**Exercise description:**
All pictures are to be dropped, and the remaining data set down exactly.

**Data extract:**
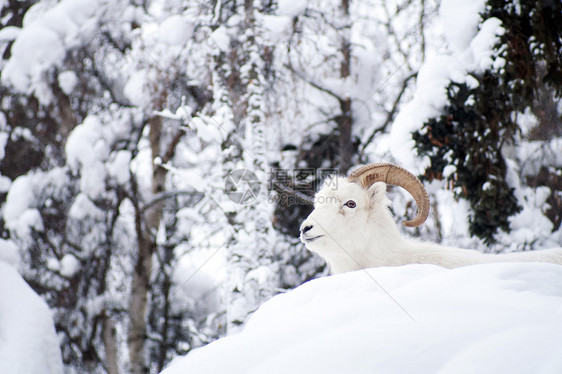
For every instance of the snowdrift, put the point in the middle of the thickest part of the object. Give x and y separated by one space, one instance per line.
493 318
28 341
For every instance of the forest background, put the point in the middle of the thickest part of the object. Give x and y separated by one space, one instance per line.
154 154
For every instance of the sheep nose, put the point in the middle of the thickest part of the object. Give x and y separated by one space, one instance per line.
306 228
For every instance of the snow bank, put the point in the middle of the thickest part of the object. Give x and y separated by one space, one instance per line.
494 318
28 341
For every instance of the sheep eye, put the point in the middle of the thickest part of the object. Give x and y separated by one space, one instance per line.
350 204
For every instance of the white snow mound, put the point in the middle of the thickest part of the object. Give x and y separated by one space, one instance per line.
493 318
28 341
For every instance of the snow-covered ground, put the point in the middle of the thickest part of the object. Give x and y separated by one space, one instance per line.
494 318
28 341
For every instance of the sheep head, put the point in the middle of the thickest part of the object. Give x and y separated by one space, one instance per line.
351 214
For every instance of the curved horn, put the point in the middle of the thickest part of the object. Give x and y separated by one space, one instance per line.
396 175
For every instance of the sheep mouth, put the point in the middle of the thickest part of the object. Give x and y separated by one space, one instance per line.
309 240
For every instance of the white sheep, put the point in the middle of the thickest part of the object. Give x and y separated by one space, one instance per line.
352 228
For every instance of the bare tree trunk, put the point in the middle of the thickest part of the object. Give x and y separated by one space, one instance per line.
146 227
110 346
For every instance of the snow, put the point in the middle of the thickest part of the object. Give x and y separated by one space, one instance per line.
67 81
460 20
136 87
19 216
175 30
470 49
69 265
9 252
28 341
494 318
43 42
291 8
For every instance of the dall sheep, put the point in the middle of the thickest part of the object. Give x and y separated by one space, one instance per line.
352 228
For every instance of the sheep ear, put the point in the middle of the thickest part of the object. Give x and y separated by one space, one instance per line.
377 192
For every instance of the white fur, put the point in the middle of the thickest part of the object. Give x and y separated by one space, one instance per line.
366 236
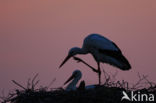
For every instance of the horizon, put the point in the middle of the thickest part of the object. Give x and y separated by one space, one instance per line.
36 36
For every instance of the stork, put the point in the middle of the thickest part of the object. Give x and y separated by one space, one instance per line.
75 77
103 50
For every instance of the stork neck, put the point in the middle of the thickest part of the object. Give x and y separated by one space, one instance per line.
72 85
82 51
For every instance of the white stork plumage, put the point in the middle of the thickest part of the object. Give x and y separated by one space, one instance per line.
103 50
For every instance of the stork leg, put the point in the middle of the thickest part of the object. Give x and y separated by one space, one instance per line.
80 60
99 72
93 69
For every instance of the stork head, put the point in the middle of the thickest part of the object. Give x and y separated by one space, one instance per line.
71 53
76 75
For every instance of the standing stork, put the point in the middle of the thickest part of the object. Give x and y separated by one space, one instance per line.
103 50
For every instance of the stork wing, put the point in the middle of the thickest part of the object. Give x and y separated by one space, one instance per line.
99 42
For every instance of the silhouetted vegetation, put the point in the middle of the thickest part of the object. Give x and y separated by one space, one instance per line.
109 92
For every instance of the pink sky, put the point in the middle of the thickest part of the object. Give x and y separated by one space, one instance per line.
35 36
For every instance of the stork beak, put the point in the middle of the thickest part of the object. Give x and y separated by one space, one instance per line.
69 79
65 60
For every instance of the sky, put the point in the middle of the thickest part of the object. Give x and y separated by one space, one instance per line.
35 36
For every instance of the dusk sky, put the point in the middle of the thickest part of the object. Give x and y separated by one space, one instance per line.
35 36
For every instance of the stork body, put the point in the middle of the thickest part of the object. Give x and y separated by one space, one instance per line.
103 50
75 77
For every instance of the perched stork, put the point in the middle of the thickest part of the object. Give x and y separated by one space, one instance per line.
103 50
75 77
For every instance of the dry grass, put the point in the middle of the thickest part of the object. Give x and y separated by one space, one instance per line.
109 92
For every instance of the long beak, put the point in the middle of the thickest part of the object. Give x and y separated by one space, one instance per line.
65 60
69 79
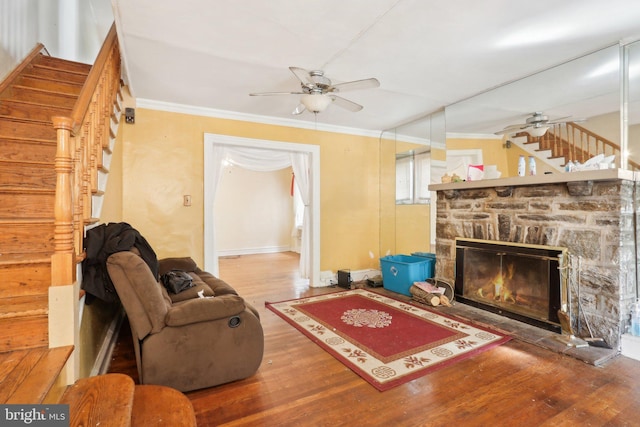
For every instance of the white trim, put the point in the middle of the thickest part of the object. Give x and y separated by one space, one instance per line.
103 359
255 118
251 251
210 139
455 135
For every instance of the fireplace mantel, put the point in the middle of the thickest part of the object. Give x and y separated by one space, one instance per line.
553 178
594 214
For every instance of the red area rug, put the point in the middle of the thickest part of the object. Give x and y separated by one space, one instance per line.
385 341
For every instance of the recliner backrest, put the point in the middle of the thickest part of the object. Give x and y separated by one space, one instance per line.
139 291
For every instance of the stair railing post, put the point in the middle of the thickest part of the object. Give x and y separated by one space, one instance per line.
63 266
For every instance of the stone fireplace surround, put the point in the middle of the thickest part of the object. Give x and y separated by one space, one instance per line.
591 213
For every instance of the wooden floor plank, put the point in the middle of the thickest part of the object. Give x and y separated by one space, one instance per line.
298 383
42 377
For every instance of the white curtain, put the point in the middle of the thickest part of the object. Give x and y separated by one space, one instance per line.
300 165
257 159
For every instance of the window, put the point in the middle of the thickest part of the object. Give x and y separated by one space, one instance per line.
413 172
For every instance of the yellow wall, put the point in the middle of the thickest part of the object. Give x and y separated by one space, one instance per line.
162 160
495 153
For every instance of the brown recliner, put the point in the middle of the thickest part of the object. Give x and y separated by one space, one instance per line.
186 341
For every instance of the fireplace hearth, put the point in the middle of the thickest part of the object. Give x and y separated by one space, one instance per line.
522 282
594 214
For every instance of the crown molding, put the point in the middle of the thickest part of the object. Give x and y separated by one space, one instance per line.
454 135
255 118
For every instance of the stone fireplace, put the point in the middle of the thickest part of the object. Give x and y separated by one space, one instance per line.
590 213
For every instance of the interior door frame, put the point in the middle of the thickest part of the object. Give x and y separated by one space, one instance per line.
210 140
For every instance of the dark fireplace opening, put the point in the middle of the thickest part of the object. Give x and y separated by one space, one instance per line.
522 282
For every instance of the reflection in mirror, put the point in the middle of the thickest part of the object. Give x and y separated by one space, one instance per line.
633 101
407 161
582 95
413 177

**Answer to this exercise:**
For every instance of the snowdrift, put the point in the middle of the thickest part of the object. Give x and y separated by one space, one instance per line.
493 318
28 341
For every instance of the forest background, put the point in the middle of the thickest part of the object. Give x and y separated by one space, one instance per line.
154 154
For every instance of the sheep nose, put the point in the middle of the thickest part of the object. Give x and y separated by one space, one instance per line.
306 228
For every instance of the snow bank, put the point in the middle of the thickest part of the object. Give x and y separated by one space, one instance per line.
494 318
28 341
For every instance of the sheep eye, put the point in the middle of the thickest part of the object. Give x and y separated by one space, one instance per line.
350 204
For every instance of the white snow mound, put the point in the middle of the thickest part of the object. Give x and y separated by one space, one instance per line.
493 318
28 341
For every instance of the snow-covered ground, put the point in the middle of the thickest part of the object. Give x and y separated by one space, one instance per line.
494 318
28 341
For every instance of the sheep head, put the point in the middle of the thickest part of the object. Give x and y separated by one space, one instance per line.
351 214
For every instance of the curved horn, put the point in the middle of the thickest part of the object. Give x and y separated by one space, one instance per line.
396 175
For every instance of the sheep mouth, put the point in the middle of the thickest part of the object. Give x and y separated by one space, one instance per line.
309 240
For every instance of the white sheep, put the point in the middle of the thickest part of the object. Give x and y separated by one space, one instance per line.
352 228
For every instance of the bare tree trunk, put the point in the middle of the thickest part of the object. Give x and y separated by one space, one instance per line.
146 227
110 346
For every instance of the snow, put the point in the middle of the thickest part of the object. Give x and y separated by one space, one instance per line.
67 81
460 20
136 87
19 216
175 30
470 49
69 265
9 252
28 341
494 318
43 42
291 8
For every instance of the dall sheep, put the point in the middle of the thickest part of the object. Give x and y separated by one space, one instance per line.
352 228
For every instance of the sheep ear, put the point in the middle of the thickest part of the object. Give x and y separated by one space, one instance per line.
377 192
For every instance of the white fur, put the point in the middle of the thickest part of the object. Give x and y separated by one space, one instance per line.
366 236
For every instance of the horizon, put the point in the middle of the thickest part of the object. Give x and y separated by one space, one instance per line.
36 36
For every instance of the stork, put the point in the middle of the thickest part of the object. Give x and y separated by one space, one instance per line.
75 77
103 50
For every instance of the stork neck, put the point in the middle of the thickest part of the object. Give x and y separated by one space, one instance per line.
72 85
82 51
For every instance of the white stork plumage, put the point in the middle of the thickest part of the object. Give x and y separated by one space, one instance per line.
103 50
For every instance of the stork leg, put the point in the middle of the thickest part of the object. Give x and y separated by one space, one instance per line.
80 60
99 72
93 69
For every instance of the stork head, put the point in the middle of the thickest part of the object. Give x and y separated by one space, one instance per line.
71 53
76 75
For every instance of the standing stork, put the point in the middle of the thickest part of the object. Give x and y separated by one space, one instance per line.
103 50
For every instance of the stork wing, put the point in the middle of the thickest part of the object. Give x and y separated by one space, one instance per line.
99 42
For every instance of the silhouetted vegetation, put the point in the middle of the thickest part of the object. Give x and y separated by one space, one instance per line.
109 92
For every instance of the pink sky, put the point in the middle of the thickest part of the object. Give x and y separated by one space, one instance per line.
35 36
For every instance of the stork beak, put the point in the middle of the thickest part of the object. Give x and y separated by one space, one instance per line.
69 79
65 60
For every instance of the sky, put the point in the middle of the thickest part of the object. Give x and y separated by one space, one instance per line.
35 36
For every instance of the dusk sky, put the point in the middle of the thickest part of the object. Give x and y separated by one space, one instance per line.
35 36
For every instance of the stork body, put the point in the middle of the thickest part of the object. Give x and y separated by one space, one instance per line.
103 50
75 77
For every instance of the perched stork, put the point in the middle of the thickest part of the object. Give x and y separated by one space, one instance per line.
103 50
75 77
For every instance of the dry grass, put the point in the middle of the thickest part of the object. Give x and y separated by one space, one instance per line.
109 92
For every instance of the long beak, put the point in the middle of the thickest part of the object. Give x and y separated by one space, one instance per line.
65 60
69 79
For every instance of the white trim, put the point in the middle of the thickest part of the object. Give x and y separated by one space, one instance per line.
103 359
255 118
251 251
210 139
455 135
For every instance of the fireplace mantel, put the point in the middle of the thickest part of the object. Give x and y separated by one space, one instance per line.
553 178
594 214
For every instance of the red area rug, put the point in the middle of the thickest part of the object. Give x and y separated by one space, one instance per line.
385 341
For every instance of the recliner backrest, put the point in the middle of the thickest part of the object. Give x and y separated by one space, one instance per line.
139 291
For every instance of the stair railing post, put the point in the middle of the thickest part of the object. Give x and y separated by one space, one instance per line.
63 266
For every instance of the stone fireplace surround, put the point in the middle of the thickest part of the object. Give x and y separated by one space, one instance per line.
591 213
For every instance of the wooden floor plank, put the point in the middle of the thickest part of the object. Give x and y separated by one space, one instance per line.
298 383
42 377
For every instance of the white curtain, put the point in the middle of the thickest part of the object. Give x and y separated by one space, one instance per line.
300 165
257 159
For every instance of the window, put the point in the middle of the thickest part of the object. Give x and y separated by one space, one instance per line.
413 172
For every instance of the yellow wall, put the point in the middle of the thickest part of the object. Give x and y separated by one space, one instance per line.
162 160
495 153
For every instance of the brown recliner, put the point in the middle of the thickest part of the object. Give x and y separated by one space, one instance per line.
186 341
For every instance of the fireplace hearth, put the point in the middle of the thickest part of the object. Give x and y separated by one space, one instance per line.
522 282
594 214
For every instance of the crown molding, put the point in the middle of the thickest part of the object. Give x and y separated by one space, one instance per line.
454 135
255 118
For every instance of the stone fireplace, put the point in the middle of the thickest part of the object. Give x and y separated by one space, one instance per line.
590 213
For every instance of the interior door frame, put the point in the middle of the thickest part of the object. Give x and y separated by one space, one instance per line.
210 140
For every instance of the dark fireplace opening, put the point in the middle of the thickest part of the object. Give x and y separated by one space, one instance per line.
522 282
For every instance of the reflection in mirror, put the point in the middle of the thickest part of the object. Give x and y separated by one space, one instance per line.
633 101
407 161
582 95
413 177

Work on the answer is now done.